TASK INPUTS START
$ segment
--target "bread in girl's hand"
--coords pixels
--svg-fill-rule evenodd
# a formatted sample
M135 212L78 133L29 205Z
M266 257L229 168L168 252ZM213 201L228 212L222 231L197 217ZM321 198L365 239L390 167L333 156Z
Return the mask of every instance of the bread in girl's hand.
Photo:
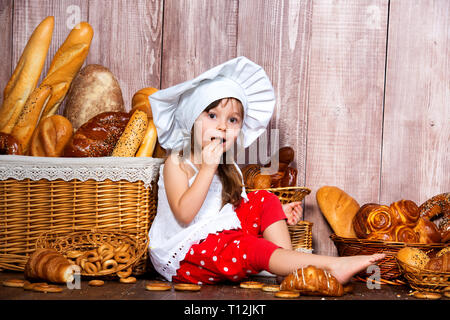
M12 134L0 132L0 154L22 155L22 147Z
M136 110L141 110L147 113L149 119L153 119L152 107L150 106L149 96L154 94L158 89L148 87L138 90L131 99L131 113Z
M64 116L77 130L97 114L107 111L125 111L119 82L104 66L89 64L72 81Z
M69 90L73 78L86 59L94 31L87 22L77 24L56 51L41 86L52 87L52 97L42 112L42 119L55 114Z
M141 145L136 152L136 157L151 157L155 150L156 140L158 135L156 133L156 126L152 119L148 120L147 130L145 131L144 138Z
M424 269L430 261L430 257L428 257L425 252L413 247L405 247L400 249L397 252L397 259L418 269Z
M54 17L45 18L33 31L17 66L6 84L0 109L0 131L11 133L39 81L52 40Z
M322 211L336 235L356 238L352 221L360 207L355 199L334 186L319 188L316 199L320 211Z
M148 117L144 111L136 110L125 130L117 141L112 157L134 157L148 126Z
M72 124L55 114L43 119L34 131L30 154L38 157L59 157L73 134Z

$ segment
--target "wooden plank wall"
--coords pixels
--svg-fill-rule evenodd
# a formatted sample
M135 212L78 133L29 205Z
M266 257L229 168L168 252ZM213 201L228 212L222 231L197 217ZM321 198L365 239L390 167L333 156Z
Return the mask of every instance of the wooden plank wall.
M316 253L336 255L315 199L323 185L360 204L420 204L450 189L447 0L0 0L1 88L48 15L42 77L86 20L95 33L86 64L116 75L128 109L140 88L236 56L262 65L277 96L269 130L296 150L297 184L312 189L304 218Z

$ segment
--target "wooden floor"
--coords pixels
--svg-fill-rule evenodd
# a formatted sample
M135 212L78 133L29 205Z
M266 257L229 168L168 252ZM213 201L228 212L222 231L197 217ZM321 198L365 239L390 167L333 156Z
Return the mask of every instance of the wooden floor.
M21 279L22 273L0 272L0 282L7 279ZM102 287L91 287L88 280L82 280L80 289L69 289L65 285L61 293L39 293L22 288L0 286L0 300L279 300L273 293L261 290L242 289L239 284L204 285L198 292L170 291L152 292L145 290L151 280L161 280L155 276L142 276L135 284L123 284L116 280L105 281ZM273 277L253 277L265 283L276 283ZM368 289L366 283L352 282L354 290L343 297L301 296L299 300L417 300L409 295L411 289L405 285L382 285L380 289ZM448 300L448 299L447 299Z

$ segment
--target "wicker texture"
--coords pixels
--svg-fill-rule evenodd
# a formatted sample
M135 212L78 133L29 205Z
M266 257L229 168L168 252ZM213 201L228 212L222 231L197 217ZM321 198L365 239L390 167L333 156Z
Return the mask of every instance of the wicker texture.
M379 261L377 265L380 267L381 280L389 280L399 278L402 273L398 267L395 255L397 252L408 246L423 250L429 254L443 249L445 243L436 244L421 244L421 243L404 243L404 242L389 242L381 240L366 240L357 238L343 238L336 234L330 236L337 247L339 256L355 256L355 255L370 255L374 253L385 253L386 257ZM368 275L365 271L358 274L359 277L365 279Z
M397 260L399 270L411 288L418 291L442 292L450 286L450 272L422 270Z
M156 215L157 185L142 181L0 181L0 268L23 271L40 234L112 229L144 241ZM136 272L144 272L147 253Z
M268 188L268 189L246 189L247 193L266 190L275 194L280 200L281 204L302 201L311 190L305 187L282 187L282 188ZM313 223L309 221L299 221L294 226L288 226L289 235L291 237L292 248L312 250L312 226Z
M131 255L130 260L124 264L119 264L117 268L112 270L104 270L97 273L87 273L82 270L82 276L111 277L115 276L117 272L134 267L147 251L148 237L140 239L133 233L116 232L106 229L82 230L75 228L73 230L42 233L36 241L36 248L52 248L67 257L67 254L71 251L89 252L97 250L104 244L112 245L115 248L128 245L128 252ZM136 275L142 273L139 268L133 268L133 272Z

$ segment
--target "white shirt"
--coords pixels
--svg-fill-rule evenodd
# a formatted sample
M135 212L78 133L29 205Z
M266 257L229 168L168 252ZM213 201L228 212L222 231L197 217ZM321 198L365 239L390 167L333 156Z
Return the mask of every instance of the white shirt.
M198 174L197 168L189 159L186 162L195 170L189 179L189 187ZM239 166L233 162L242 178ZM241 222L234 211L233 205L222 206L222 182L216 174L213 177L208 194L194 220L188 225L180 224L172 213L167 200L163 176L164 164L159 169L158 206L156 217L149 232L150 259L156 271L168 281L177 274L180 262L193 244L205 239L208 234L223 230L240 229ZM242 179L243 181L243 179ZM241 196L248 201L245 188Z

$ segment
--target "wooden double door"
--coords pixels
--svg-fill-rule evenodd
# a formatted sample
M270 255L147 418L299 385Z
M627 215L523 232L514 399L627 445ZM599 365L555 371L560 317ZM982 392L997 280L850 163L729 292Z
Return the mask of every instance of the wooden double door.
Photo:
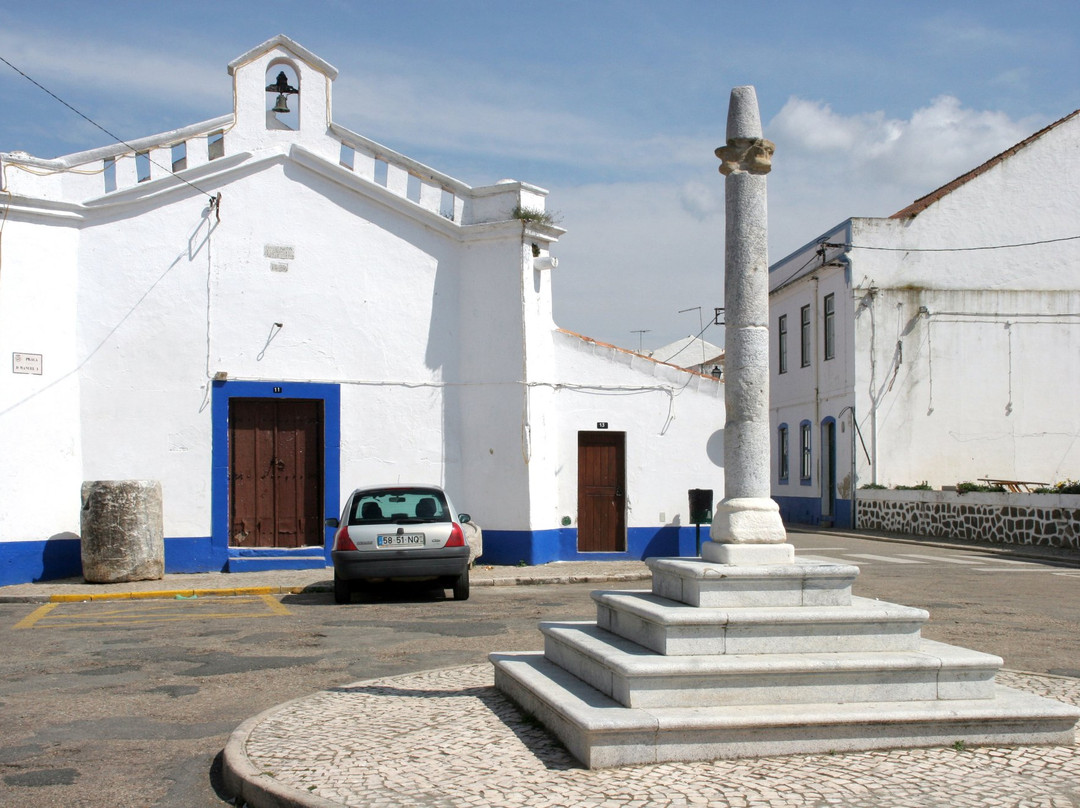
M229 400L229 544L323 543L323 402Z
M626 552L626 433L578 433L578 552Z

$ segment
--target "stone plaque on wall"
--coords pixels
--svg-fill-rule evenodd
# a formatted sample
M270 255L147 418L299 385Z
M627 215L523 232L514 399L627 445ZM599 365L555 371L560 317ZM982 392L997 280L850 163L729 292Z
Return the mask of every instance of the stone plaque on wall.
M34 376L41 375L41 354L36 353L13 353L11 355L12 373L29 373Z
TASK INPUTS END
PROBLEM TO WORK ON: Copy each line holding the word "door" from the listing above.

SOLUTION FOR THIS EXERCISE:
--target "wooden double door"
Return the mask of every instance of the wooden double door.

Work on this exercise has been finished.